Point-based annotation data

----------

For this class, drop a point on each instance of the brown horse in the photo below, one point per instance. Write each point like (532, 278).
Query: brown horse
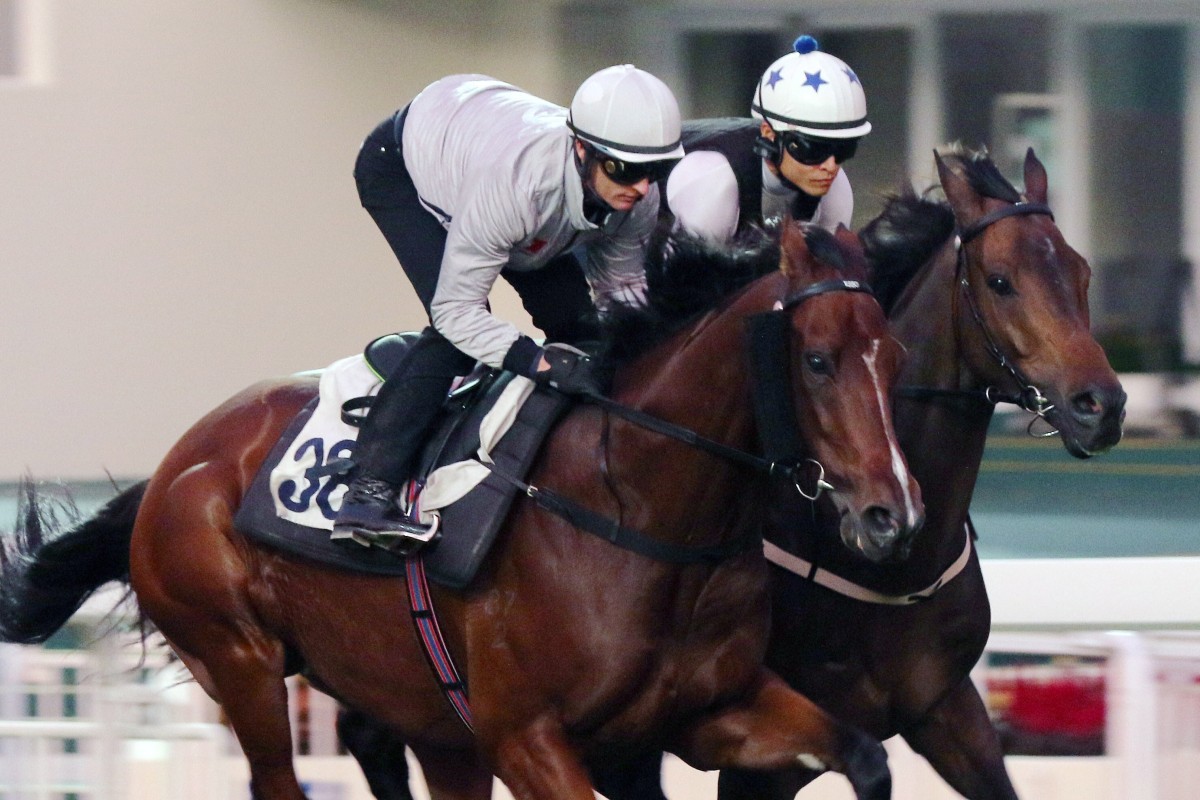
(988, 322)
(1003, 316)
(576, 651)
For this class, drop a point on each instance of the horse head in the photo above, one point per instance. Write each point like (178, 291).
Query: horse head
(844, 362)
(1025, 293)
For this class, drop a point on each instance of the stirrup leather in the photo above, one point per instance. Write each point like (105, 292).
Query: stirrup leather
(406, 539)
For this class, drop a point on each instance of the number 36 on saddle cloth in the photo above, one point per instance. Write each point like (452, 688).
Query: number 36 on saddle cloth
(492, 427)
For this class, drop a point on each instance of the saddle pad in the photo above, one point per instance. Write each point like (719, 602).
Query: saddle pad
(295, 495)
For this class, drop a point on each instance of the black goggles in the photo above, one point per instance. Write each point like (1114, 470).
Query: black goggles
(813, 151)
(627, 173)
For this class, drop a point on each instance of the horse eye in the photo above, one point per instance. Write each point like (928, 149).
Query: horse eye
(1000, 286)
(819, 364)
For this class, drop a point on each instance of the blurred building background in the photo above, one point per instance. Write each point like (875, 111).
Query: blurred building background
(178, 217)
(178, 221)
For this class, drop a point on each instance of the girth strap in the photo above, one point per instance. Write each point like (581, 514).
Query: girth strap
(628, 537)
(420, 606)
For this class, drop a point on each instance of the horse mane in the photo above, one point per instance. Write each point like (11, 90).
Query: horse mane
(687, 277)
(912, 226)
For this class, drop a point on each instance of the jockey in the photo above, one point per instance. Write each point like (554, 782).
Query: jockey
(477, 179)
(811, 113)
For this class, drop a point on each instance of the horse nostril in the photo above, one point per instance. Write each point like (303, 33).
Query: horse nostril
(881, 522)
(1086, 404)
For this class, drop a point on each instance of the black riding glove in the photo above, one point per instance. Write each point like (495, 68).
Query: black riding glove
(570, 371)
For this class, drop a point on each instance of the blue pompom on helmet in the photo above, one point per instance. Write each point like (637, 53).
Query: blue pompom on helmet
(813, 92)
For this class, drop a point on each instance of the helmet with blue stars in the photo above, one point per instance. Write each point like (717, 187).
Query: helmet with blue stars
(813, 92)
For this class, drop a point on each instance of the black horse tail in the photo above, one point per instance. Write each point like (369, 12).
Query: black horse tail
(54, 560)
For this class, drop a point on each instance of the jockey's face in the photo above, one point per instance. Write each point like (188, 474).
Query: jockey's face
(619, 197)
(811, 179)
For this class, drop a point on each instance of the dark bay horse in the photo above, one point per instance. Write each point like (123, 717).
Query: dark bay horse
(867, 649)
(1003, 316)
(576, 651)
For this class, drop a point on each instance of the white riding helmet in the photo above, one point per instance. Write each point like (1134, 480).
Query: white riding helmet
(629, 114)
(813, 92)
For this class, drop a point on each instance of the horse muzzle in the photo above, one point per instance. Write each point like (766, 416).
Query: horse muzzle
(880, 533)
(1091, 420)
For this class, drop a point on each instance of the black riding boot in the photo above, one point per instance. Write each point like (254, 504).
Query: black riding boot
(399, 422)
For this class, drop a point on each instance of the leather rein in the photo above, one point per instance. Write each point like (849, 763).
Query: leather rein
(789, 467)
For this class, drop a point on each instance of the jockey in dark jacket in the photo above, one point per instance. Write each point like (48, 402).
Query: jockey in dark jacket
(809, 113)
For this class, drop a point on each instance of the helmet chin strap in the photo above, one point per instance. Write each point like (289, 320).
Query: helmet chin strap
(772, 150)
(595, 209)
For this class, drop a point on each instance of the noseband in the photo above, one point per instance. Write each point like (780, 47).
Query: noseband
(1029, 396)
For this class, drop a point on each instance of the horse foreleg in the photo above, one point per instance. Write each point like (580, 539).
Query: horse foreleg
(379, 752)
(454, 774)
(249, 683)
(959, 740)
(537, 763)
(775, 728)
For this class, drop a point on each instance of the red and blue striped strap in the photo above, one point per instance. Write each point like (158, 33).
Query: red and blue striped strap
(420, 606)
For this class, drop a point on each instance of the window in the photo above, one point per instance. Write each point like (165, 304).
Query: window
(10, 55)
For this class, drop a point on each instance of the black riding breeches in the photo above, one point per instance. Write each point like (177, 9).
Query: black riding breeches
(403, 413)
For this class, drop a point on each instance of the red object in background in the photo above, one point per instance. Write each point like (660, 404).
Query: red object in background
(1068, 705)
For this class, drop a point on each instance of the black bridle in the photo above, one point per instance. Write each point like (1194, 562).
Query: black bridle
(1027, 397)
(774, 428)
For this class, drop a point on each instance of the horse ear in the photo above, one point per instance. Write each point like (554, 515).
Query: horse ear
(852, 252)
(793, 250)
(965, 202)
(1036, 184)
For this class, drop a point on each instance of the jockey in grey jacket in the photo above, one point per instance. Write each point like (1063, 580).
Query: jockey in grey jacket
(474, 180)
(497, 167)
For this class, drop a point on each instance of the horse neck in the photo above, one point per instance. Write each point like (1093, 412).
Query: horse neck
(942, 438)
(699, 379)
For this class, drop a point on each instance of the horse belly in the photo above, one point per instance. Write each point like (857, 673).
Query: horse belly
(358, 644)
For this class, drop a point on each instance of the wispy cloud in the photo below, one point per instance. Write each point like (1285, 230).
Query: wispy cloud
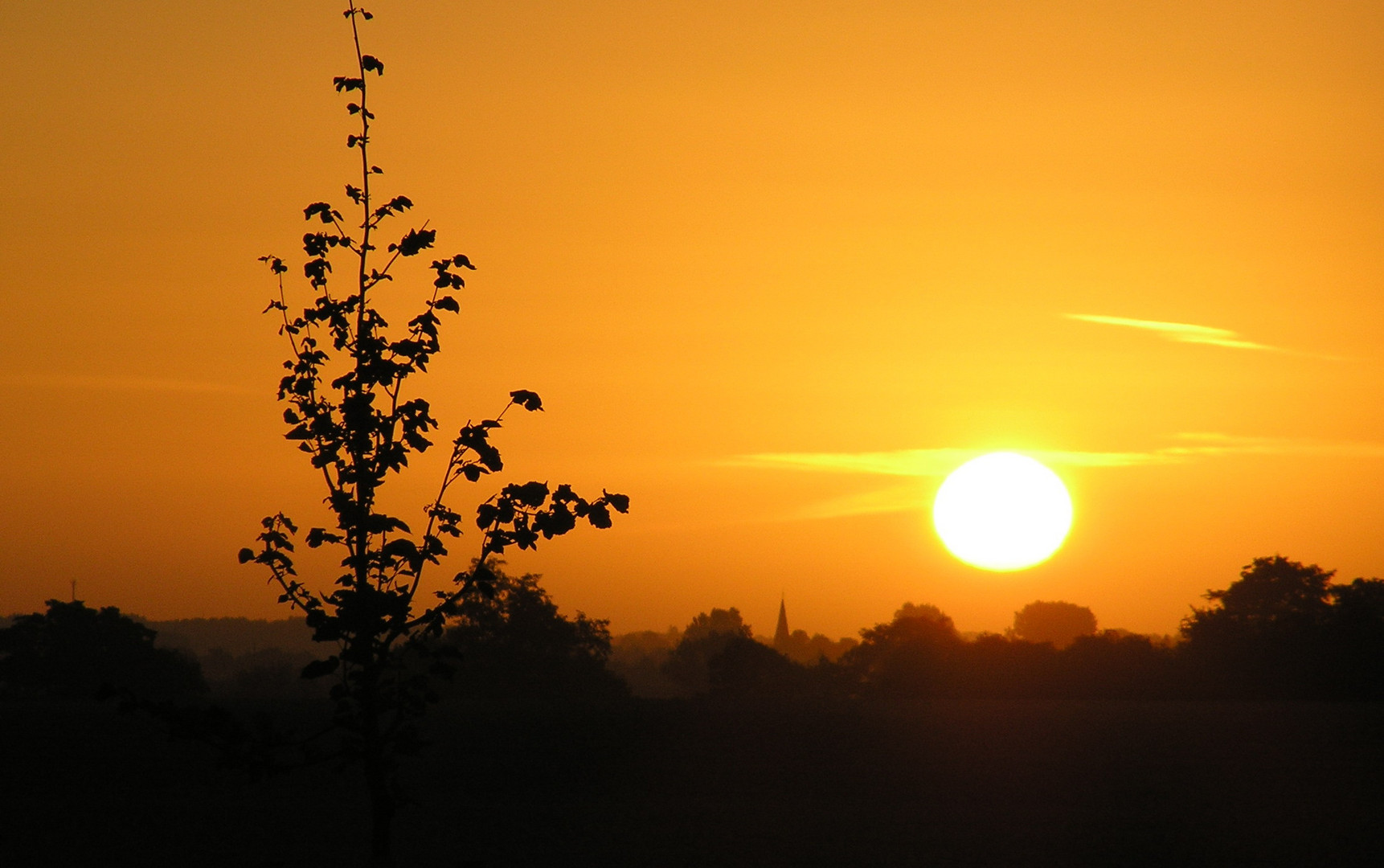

----------

Render every line of the material above as a JSON array of strings, one string per line, with blank lines omitted. Leave the pictures out of the result.

• [Exercise result]:
[
  "For this class, drop a point on each instance of the brown horse in the photo below, one point per instance. Write each point like (532, 278).",
  "Query: brown horse",
  "(988, 322)",
  "(1003, 316)",
  "(576, 651)",
  "For this class, drop a point on each instance of the horse head in the photo above, one point per instance. Write each point like (178, 291).",
  "Query: horse head",
  "(844, 362)",
  "(1025, 293)",
  "For this class, drop a point on each instance of the stirrup leather in the photo above, one point per instance. Write each point like (105, 292).",
  "Query: stirrup leather",
  "(406, 539)",
  "For this class, drop a point on each instance of the number 36 on saddle cloth in the photo above, one point per instance. Write each point like (452, 688).",
  "Query: number 36 on saddle cloth",
  "(492, 427)",
  "For this class, drop a point on each instance of the saddle pad in the photo above, one point per instance. Write each point like (719, 602).",
  "Query: saddle pad",
  "(295, 495)",
  "For this class, drop a point on each instance of the black goggles in the photo above, one point per instance. Write each point like (1114, 470).",
  "Query: black goggles",
  "(813, 151)",
  "(627, 173)",
  "For this class, drop a point on each instance of the horse eye in the photo above, one point per instance. Write each point like (928, 149).",
  "Query: horse eye",
  "(1000, 286)",
  "(819, 364)",
  "For this class, drop a point on each instance of the blurred building background in the photo above, one point per instance. Write each point like (875, 111).",
  "Query: blurred building background",
  "(178, 217)",
  "(178, 221)",
  "For this class, drop a point on each instance of the girth strap in the photo above, one point per instance. Write each point like (581, 514).",
  "Query: girth strap",
  "(628, 537)",
  "(420, 606)",
  "For this class, drop a point on each instance of the horse mane in the photo above, one point per instance. Write each point like (11, 90).",
  "Query: horse mane",
  "(687, 277)",
  "(912, 226)",
  "For this class, drop a point on each instance of the jockey in the photo above, one point per instance. Write each point like (554, 782).",
  "Query: jockey",
  "(477, 179)",
  "(811, 113)",
  "For this class, drop a point on each instance of the horse nostril in the photo above, one point per instance. Write each point like (303, 33).",
  "Query: horse nostril",
  "(881, 522)",
  "(1086, 404)",
  "For this class, drop a point on each instance of the black riding glove in the photo above, one point per instance. Write each point like (495, 68).",
  "Query: black riding glove",
  "(570, 371)",
  "For this class, drop a point on each instance of the blue pompom on helmet in the photo above, one point per instance. Write each point like (637, 53).",
  "Query: blue pompom on helmet",
  "(813, 92)",
  "For this class, drop a point on each instance of the helmet with blue stars in the photo above, one point per instance. Write each point like (717, 187).",
  "Query: helmet with blue stars",
  "(813, 92)",
  "For this class, drop a point on each instance of the black horse tail in the photo above, one point per instance. Write each point like (369, 12).",
  "Query: black horse tail",
  "(54, 560)",
  "For this class, drop a point on each instance of the jockey's face in the photo above, one point per instance. Write each point like (188, 474).",
  "Query: jockey's face",
  "(619, 197)",
  "(811, 179)",
  "For this class, drop a point on each instance of the dark bay horse in the photo above, one point per instance. Write each point like (123, 717).",
  "Query: dark bay horse",
  "(867, 649)",
  "(1003, 316)",
  "(576, 651)",
  "For this class, drop a point on each instance of the white riding helmet in the photo above, one point per instance. Write each point like (1134, 480).",
  "Query: white riding helmet",
  "(629, 114)",
  "(813, 92)",
  "For this class, drop a point on each instance of the horse muzzle in the photo above, one point per instance. Write each point like (766, 416).",
  "Query: horse muzzle",
  "(880, 533)",
  "(1091, 420)",
  "For this class, drop a point on each instance of the black riding boot in the photo above, one point per instance. Write each point like (254, 504).",
  "Query: black riding boot",
  "(399, 422)",
  "For this class, drop a point on each instance of the leather rein in the photo above, one point per instance. Write each point like (849, 763).",
  "Query: leather rein",
  "(789, 467)",
  "For this class, drop a point on each instance of the jockey in dark jacket in the photo above, one point per instance. Write each point like (48, 402).",
  "Query: jockey in dark jacket",
  "(809, 113)",
  "For this class, drop a point on each instance of the helmet chin strap in the photo above, one point per instance. Write each point like (289, 320).",
  "Query: helmet chin strap",
  "(772, 150)",
  "(595, 209)",
  "For this class, drop a point on each instance of the noseband in the photo above, one point per instance. Write each point like (780, 47).",
  "Query: noseband",
  "(1029, 396)",
  "For this class, drop a point on each instance of the horse foreleg in the photo above, one point per instance. Write each point like (580, 539).",
  "Query: horse foreleg",
  "(379, 752)",
  "(454, 774)",
  "(249, 683)",
  "(959, 740)",
  "(537, 763)",
  "(775, 728)",
  "For this class, drop a point on each instance of the red and blue striped strap in the photo above, one point per instance. Write each point like (158, 33).",
  "Query: red and blue striped strap",
  "(420, 606)",
  "For this class, drop a point on each instance of the window in the photo above, one point per instance. Write each point like (165, 304).",
  "Query: window",
  "(10, 55)",
  "For this class, drop a point on each instance of the black riding breeches in the photo above, one point per instance. Write each point like (177, 9).",
  "Query: black riding breeches",
  "(403, 413)",
  "For this class, drop a point on each instance of the red object in background in the photo above, one point per instance. Write each point like (660, 404).",
  "Query: red object in background",
  "(1068, 705)",
  "For this class, drop a point on each instance of the black bridle in the photo above, one point per instance. Write each point like (1194, 562).",
  "Query: black bridle",
  "(1027, 397)",
  "(774, 428)",
  "For this class, drop a point on each instance of the horse ear in the photo above, one point per instance. Write each point like (554, 515).",
  "Query: horse ear",
  "(852, 252)",
  "(793, 250)",
  "(965, 202)",
  "(1036, 184)",
  "For this class, drop a point on each instance of the jockey in grey jacket in the photo above, one point per instance. Write each point like (1063, 580).",
  "Query: jockey in grey jacket",
  "(474, 180)",
  "(497, 167)",
  "For this class, drop a point on each instance of the horse neck in the photo above, one point per instance. Write each point like (1093, 412).",
  "Query: horse neck",
  "(942, 438)",
  "(699, 379)",
  "For this class, drop a point on each instance of the horse belly in the photo above, one point per instance. Write each point like (857, 673).",
  "Query: horse belly",
  "(358, 644)",
  "For this class, drop a point on each instance of the wispy cloud in the photo below, one point per instance. Write each point like (1285, 230).",
  "Query: wispy cloud"
]